## Assigned task
Exactly as written, print each record in the listing.
+++
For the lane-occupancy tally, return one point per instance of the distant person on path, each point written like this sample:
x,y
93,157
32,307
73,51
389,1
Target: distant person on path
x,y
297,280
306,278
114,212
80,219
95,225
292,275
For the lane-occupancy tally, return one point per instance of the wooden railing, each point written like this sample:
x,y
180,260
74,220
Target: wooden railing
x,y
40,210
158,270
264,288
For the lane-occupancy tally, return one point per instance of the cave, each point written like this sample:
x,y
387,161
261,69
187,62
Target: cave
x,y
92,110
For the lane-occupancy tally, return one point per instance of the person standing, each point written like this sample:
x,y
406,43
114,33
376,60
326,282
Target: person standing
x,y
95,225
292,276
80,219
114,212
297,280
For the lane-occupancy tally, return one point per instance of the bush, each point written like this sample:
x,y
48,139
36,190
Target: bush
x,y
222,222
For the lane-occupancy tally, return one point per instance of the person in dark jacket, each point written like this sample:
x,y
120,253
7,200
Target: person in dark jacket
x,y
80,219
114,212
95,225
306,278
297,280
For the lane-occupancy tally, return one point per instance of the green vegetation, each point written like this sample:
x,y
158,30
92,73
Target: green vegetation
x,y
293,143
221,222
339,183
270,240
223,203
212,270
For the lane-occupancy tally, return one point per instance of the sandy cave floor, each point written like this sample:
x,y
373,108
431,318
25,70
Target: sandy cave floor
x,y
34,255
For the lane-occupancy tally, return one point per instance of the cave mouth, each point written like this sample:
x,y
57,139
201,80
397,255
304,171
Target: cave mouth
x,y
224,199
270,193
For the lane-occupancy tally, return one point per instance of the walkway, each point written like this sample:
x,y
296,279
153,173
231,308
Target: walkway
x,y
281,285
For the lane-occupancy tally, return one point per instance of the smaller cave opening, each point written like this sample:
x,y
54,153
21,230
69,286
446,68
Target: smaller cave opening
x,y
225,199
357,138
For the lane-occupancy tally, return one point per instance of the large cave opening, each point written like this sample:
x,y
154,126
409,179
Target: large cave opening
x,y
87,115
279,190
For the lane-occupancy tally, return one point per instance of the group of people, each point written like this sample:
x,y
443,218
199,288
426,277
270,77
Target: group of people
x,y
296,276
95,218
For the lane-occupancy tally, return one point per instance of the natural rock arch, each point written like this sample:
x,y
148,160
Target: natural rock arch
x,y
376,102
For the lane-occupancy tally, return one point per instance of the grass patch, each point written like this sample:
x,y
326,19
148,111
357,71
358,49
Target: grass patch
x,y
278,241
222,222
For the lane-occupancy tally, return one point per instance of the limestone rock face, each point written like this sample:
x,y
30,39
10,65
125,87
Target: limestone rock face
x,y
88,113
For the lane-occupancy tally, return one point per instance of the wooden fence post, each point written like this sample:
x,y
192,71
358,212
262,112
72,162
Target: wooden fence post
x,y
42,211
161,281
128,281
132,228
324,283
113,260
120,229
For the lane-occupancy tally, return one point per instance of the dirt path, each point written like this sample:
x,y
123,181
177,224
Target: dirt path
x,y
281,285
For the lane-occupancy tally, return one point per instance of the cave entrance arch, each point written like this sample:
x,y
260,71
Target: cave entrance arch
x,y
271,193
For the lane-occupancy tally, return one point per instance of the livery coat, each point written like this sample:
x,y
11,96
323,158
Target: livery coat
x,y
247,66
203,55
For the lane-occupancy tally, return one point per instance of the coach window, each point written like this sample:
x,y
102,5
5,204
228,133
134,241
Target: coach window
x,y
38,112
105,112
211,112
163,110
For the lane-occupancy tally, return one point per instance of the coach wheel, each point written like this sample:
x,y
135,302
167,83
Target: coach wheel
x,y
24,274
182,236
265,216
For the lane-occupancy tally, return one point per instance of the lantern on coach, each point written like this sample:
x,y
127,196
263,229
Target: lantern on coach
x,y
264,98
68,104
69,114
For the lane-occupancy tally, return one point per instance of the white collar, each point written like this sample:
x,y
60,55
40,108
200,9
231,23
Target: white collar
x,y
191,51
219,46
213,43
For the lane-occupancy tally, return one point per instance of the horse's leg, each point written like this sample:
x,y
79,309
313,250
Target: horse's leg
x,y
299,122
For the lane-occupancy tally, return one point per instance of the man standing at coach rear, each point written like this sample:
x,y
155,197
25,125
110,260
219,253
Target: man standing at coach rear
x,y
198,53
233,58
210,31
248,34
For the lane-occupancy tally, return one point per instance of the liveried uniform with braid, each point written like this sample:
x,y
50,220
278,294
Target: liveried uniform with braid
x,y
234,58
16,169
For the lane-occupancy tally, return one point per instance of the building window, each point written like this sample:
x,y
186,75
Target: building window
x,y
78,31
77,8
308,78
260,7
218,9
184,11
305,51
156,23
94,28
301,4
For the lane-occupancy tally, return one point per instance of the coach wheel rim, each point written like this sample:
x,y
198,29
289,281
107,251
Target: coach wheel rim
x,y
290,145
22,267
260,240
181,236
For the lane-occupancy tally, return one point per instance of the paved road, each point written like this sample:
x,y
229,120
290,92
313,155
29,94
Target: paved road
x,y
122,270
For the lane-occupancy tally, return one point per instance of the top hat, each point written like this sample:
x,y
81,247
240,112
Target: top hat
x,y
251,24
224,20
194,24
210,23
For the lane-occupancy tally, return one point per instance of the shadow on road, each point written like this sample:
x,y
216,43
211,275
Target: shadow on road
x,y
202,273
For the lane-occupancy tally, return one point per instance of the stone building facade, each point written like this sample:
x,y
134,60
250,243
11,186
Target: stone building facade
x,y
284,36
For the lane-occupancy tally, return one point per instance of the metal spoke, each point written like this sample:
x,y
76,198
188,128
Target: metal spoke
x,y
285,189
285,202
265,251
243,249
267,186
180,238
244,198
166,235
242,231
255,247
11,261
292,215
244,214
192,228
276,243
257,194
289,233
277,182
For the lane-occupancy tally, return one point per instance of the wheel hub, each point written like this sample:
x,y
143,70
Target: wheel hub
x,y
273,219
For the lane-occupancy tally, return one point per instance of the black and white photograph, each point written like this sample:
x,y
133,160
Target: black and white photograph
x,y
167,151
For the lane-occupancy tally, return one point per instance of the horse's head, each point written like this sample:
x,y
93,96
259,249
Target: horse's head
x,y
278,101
+++
## Reply
For the lane-occupancy tally, return one point per instance of the distant person on path, each point written like this sample:
x,y
93,157
32,307
73,51
389,1
Target: distant person on path
x,y
297,280
306,278
114,212
80,219
95,225
292,275
For the lane-occupancy tally, return one point per instance of the wooden railing, each point written like this sample:
x,y
180,260
74,220
Target: wooden railing
x,y
40,210
158,270
264,288
For the lane-occupancy tally, return one point per instance of the cave, each point written like this sample:
x,y
387,161
261,69
187,62
Target: cave
x,y
92,110
For the lane-occupancy tally, return one point per instance of the person standing, each point written like this sample:
x,y
406,43
114,33
376,60
326,282
Target: person standing
x,y
95,225
292,276
80,219
114,212
297,280
For the lane-occupancy tally, return one point per instance of the bush, each point written like this sample:
x,y
48,139
36,190
Target: bush
x,y
222,222
For the lane-occupancy tally, return one point per instance of the person in dark jacket, each point written like this sample:
x,y
120,253
7,200
Target: person in dark jacket
x,y
80,219
114,212
95,225
306,278
297,280
For the lane-occupancy tally, return one point per instance of the green vegetation, each point written like this sample:
x,y
158,30
92,73
Target: green vegetation
x,y
293,143
221,222
339,183
270,240
223,203
212,270
For the lane-occupancy tally, return one point per instance of the sandy cave floor, each point written like this sample:
x,y
373,108
431,318
25,70
Target: sandy cave floor
x,y
34,255
For the lane-occupancy tally, return one point per instance of the cave mouth, each point written like this sample:
x,y
57,139
201,80
397,255
304,171
Target: cave mouth
x,y
224,199
270,193
For the lane-occupancy tally, return one point per instance of the walkway, each point written like this sample:
x,y
296,279
153,173
231,308
Target: walkway
x,y
281,285
For the lane-occupancy tally, return one point per instance of the smaller cave opening, each point written like this sample:
x,y
54,153
21,230
69,286
446,68
Target: smaller cave opening
x,y
225,199
357,138
For the lane-occupancy tally, return one point per instance of the large cave opening, each point written like this sample:
x,y
154,126
409,179
Target: large cave opening
x,y
87,115
279,190
For the lane-occupancy tally, return one point per instance of the group of people, each point written like this sample:
x,y
443,218
199,288
426,277
270,77
Target: group of people
x,y
296,276
95,218
For the lane-occupancy tally, return one point per instance of the natural rock arch, each point written like this sample:
x,y
148,160
Target: natural rock arch
x,y
376,102
For the lane-occupancy tally, return one point per instance of the grass patch, each point written like this sample:
x,y
326,19
148,111
357,71
358,49
Target: grass patch
x,y
278,241
222,222
For the lane-occupancy tally, return one point per instance of the limestone rock face, each point written like this sample:
x,y
30,39
10,65
125,87
Target: limestone rock face
x,y
88,113
For the lane-occupancy tally, return one point per instance of the wooden fence post, each point written like this sample:
x,y
192,71
358,212
262,112
72,162
Target: wooden fence post
x,y
42,211
161,281
128,281
132,228
324,283
113,260
120,229
For the lane-occupancy tally, return one point per instance of the dirt path, each point written like this sample:
x,y
123,181
177,224
Target: dirt path
x,y
281,285
For the lane-occupancy tally, return one point per instance of the cave entrance arch, each point written like this sample:
x,y
260,71
Target: cave entrance arch
x,y
271,193
For the lane-occupancy tally, return one point per instance of the livery coat, each point written like this sample:
x,y
11,96
323,158
Target: livery coat
x,y
247,66
203,55
For the lane-occupancy tally, return one point per instance of the coach window, each point written like this sample:
x,y
102,5
5,204
228,133
134,241
Target: coach window
x,y
38,112
105,112
211,112
163,110
For the lane-occupancy tally, return one point per instance of the coach wheel, each point written like this sample:
x,y
135,302
167,83
Target: coach wheel
x,y
24,274
182,236
265,216
For the lane-occupancy tally, return one point per instance of the lantern on coach, each point written like this sample:
x,y
127,196
263,229
Target: lantern on coach
x,y
264,98
68,104
69,114
For the lane-occupancy tally, return one point per instance of the white collar, each point written like this sample:
x,y
60,55
40,108
200,9
231,23
Target: white collar
x,y
191,51
219,46
213,43
For the lane-occupancy tally, return one point per instance of the horse's leg, each point written like this sample:
x,y
79,309
313,250
Target: horse's leg
x,y
299,122
For the lane-occupancy tally, return one point per instance of the man standing at coach rear, each point written like this sample:
x,y
155,197
25,125
110,260
219,253
Target: man standing at coach rear
x,y
198,53
233,58
210,31
248,34
For the lane-occupancy tally, return one point per instance of the liveried uniform with braid, each point written like this sample:
x,y
50,220
278,294
Target: liveried uniform with braid
x,y
234,58
16,169
For the lane-occupancy tally, return one point per instance of the building window, each point written like this sample:
x,y
186,75
Target: building window
x,y
78,31
77,8
308,78
260,7
218,9
184,11
305,51
156,23
94,28
301,4
For the lane-occupancy tally, return one point per instance of the coach wheel rim, each point written like this sample:
x,y
198,29
289,281
107,251
Target: coach wheel rim
x,y
290,145
22,267
260,240
181,236
For the lane-occupancy tally, return one point per instance of the paved road, each point written like this sample:
x,y
229,120
290,92
313,155
29,94
Target: paved road
x,y
122,270
For the lane-occupancy tally, return one point per instance of the top hat, each point written like this sample:
x,y
81,247
240,112
Target: top hat
x,y
251,24
224,20
194,24
210,23
For the lane-occupancy tally, return one point per instance of the shadow on road, each point written like this sample:
x,y
216,43
211,275
Target: shadow on road
x,y
202,273
For the lane-occupancy tally, return one point per instance of the stone building facade, each point written like this sample:
x,y
134,60
250,243
11,186
Target: stone building facade
x,y
284,36
For the lane-occupancy tally, return one point per instance of the metal spoke, each point written like this sample:
x,y
76,198
188,128
Target: metal spoke
x,y
285,189
285,202
265,251
243,249
267,186
180,238
244,198
166,235
242,231
255,247
11,261
292,215
244,214
192,228
276,243
257,194
289,233
277,182
For the lane-occupancy tally, return one point per instance of the wheel hub, each point written like this sample:
x,y
143,70
Target: wheel hub
x,y
273,219
For the lane-occupancy tally, return one point per instance of the black and white photograph, each point written like this sample:
x,y
133,160
Target: black and white photograph
x,y
167,151
For the lane-occupancy tally, return one point per instance of the horse's head, each point written like this sample:
x,y
93,96
259,249
Target: horse's head
x,y
278,101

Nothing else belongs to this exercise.